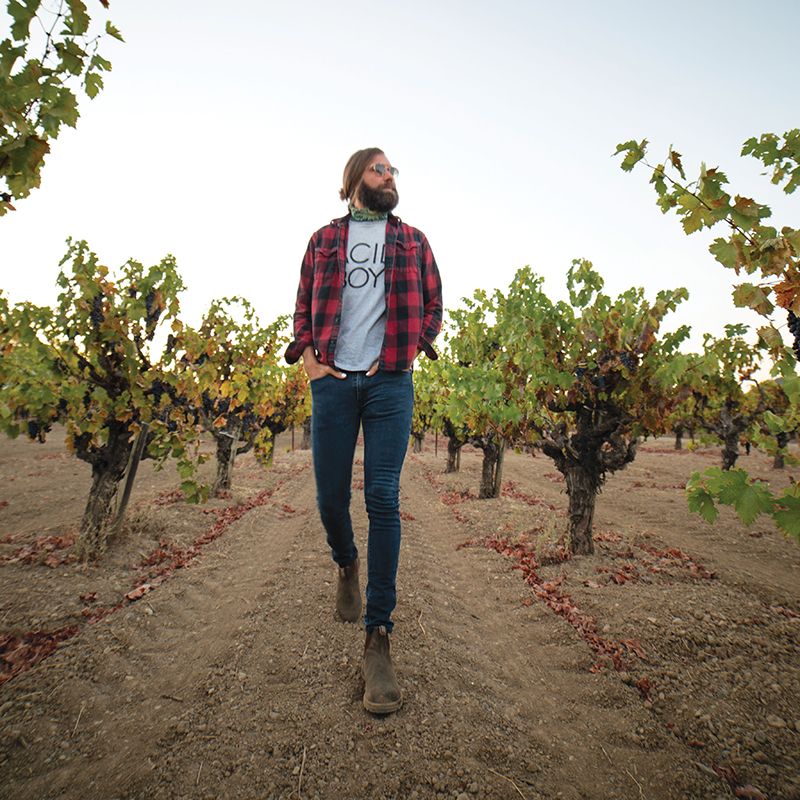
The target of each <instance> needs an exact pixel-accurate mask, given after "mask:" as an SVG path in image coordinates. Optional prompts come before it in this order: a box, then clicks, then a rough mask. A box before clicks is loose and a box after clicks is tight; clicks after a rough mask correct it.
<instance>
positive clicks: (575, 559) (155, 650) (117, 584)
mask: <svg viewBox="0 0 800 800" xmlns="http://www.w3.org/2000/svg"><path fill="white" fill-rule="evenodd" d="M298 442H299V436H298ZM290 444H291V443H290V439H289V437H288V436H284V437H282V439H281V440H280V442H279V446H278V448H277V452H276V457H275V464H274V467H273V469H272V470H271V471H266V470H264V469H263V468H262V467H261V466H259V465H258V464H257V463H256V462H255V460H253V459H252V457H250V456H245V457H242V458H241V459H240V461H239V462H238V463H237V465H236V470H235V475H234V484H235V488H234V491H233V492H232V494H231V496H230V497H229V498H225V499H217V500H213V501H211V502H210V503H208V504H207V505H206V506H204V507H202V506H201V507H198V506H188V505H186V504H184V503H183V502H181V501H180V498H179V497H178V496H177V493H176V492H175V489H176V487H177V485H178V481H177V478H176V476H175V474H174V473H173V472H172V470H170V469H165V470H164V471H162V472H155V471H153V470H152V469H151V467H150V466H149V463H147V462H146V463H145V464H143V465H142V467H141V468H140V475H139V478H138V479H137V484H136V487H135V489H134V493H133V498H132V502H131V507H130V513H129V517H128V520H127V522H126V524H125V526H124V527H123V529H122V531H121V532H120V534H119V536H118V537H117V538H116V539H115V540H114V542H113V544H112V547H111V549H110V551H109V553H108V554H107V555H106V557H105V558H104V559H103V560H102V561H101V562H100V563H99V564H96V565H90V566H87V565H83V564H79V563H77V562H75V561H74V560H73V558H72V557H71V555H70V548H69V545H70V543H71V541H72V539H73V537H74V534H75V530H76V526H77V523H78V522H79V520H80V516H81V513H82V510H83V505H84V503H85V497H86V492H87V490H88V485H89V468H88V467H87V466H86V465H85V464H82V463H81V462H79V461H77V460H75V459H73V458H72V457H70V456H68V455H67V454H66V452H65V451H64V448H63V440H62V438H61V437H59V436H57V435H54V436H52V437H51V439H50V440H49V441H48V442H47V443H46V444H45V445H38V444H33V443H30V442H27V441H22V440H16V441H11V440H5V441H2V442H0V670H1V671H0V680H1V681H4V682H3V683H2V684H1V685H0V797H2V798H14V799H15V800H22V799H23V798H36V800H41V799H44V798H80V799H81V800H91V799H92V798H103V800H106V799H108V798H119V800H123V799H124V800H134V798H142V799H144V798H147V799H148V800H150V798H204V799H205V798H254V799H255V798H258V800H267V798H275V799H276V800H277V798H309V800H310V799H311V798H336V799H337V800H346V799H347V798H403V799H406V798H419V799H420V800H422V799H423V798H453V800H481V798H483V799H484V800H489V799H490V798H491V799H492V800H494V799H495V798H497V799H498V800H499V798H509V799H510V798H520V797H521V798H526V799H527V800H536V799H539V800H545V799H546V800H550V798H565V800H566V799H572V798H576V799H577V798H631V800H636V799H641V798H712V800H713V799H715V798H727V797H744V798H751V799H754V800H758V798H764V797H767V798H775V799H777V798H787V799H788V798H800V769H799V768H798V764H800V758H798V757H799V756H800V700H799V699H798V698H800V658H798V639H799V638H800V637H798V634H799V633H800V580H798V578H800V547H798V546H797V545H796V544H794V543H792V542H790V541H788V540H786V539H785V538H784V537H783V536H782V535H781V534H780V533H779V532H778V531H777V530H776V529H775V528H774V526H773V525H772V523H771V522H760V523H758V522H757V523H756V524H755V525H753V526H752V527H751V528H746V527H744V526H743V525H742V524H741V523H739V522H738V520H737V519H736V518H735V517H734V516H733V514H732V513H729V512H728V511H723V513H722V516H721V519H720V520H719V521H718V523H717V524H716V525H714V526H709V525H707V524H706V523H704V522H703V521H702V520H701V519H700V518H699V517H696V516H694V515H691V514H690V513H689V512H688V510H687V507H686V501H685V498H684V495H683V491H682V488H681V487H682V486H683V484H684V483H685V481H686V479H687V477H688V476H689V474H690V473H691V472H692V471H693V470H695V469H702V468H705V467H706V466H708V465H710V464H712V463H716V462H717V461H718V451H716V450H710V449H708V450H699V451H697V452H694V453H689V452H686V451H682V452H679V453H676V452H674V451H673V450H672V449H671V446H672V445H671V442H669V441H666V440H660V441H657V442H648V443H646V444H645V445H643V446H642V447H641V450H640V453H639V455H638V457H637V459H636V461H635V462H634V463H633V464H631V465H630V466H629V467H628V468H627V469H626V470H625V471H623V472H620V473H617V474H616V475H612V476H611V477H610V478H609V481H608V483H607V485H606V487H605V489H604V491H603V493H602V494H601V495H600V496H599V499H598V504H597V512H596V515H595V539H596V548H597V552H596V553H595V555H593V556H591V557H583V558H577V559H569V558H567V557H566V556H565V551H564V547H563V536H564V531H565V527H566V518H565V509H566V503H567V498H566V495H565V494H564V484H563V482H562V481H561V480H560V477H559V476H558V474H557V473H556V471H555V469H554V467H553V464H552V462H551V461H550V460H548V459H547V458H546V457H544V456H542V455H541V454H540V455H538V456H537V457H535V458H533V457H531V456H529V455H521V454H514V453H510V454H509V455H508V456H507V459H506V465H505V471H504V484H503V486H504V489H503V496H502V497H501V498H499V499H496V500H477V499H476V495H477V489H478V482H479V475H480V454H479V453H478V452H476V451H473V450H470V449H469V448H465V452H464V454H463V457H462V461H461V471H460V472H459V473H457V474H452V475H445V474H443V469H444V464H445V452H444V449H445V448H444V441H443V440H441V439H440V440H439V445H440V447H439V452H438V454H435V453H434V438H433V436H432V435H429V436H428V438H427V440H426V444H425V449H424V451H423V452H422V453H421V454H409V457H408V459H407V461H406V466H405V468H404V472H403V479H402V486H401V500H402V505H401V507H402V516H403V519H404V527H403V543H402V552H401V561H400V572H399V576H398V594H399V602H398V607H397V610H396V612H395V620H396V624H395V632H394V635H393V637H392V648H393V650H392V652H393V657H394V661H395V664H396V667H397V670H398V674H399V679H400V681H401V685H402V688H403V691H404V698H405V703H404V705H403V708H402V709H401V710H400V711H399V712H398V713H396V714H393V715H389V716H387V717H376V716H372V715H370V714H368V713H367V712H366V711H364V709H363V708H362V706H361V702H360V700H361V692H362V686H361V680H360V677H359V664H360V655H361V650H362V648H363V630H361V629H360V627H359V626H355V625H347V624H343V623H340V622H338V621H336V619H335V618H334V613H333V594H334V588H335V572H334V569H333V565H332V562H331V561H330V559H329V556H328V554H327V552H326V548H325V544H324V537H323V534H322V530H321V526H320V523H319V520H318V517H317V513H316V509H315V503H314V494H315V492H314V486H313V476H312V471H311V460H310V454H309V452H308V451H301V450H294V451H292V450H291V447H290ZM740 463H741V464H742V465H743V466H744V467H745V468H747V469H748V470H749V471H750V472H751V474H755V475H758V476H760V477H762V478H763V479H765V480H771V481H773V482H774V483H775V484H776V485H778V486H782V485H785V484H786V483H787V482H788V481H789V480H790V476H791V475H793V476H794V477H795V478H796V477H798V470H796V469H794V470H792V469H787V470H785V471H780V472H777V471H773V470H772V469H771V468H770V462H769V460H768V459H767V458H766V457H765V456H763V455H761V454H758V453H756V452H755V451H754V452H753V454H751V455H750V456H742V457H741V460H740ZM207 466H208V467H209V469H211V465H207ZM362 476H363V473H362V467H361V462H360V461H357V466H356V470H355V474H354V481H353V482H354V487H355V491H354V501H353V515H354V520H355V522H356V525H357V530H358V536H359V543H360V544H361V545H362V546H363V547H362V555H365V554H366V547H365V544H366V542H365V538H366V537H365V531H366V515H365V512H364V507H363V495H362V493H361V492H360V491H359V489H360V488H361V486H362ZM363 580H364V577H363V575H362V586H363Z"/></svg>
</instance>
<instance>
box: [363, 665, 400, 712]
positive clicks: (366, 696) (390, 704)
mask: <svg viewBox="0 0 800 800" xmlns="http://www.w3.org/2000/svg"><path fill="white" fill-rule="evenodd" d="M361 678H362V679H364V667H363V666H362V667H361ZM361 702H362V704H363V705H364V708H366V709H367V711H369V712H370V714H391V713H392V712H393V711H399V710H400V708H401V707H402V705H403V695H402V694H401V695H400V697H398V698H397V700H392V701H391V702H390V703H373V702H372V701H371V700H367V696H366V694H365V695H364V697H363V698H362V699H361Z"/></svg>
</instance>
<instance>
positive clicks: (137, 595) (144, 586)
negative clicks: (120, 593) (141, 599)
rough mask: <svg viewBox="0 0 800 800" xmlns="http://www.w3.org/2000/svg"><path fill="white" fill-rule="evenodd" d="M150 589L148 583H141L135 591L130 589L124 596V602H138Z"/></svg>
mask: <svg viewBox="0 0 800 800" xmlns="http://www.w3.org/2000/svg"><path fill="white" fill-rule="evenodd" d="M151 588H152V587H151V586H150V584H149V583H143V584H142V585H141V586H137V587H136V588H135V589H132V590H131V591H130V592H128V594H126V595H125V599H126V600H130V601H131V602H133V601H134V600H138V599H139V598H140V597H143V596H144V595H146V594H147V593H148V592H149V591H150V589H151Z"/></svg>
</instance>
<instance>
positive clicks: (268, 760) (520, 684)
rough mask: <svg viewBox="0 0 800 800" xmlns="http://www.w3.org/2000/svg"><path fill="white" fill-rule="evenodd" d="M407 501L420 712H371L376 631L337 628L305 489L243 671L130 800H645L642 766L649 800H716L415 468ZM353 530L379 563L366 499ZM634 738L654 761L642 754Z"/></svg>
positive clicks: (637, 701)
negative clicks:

:: Aufgabenpunkt ::
Schreiben Sie die Zeilen oben vom Anfang bis einschließlich der Zeile mit „positive clicks: (575, 559)“ originalgetreu ab. Lassen Sie dabei die Bilder weg.

:: Lösung zur Übung ::
The target of each <instance> needs an exact pixel-accurate mask, given after "mask:" as an SVG path in image coordinates. Optional prompts come before it in this order: a box, then clicks, then a rough mask. A box before clicks is loose and a box after clicks is tight; clicks after a rough mask correct it.
<instance>
positive clicks: (575, 559) (155, 650) (117, 584)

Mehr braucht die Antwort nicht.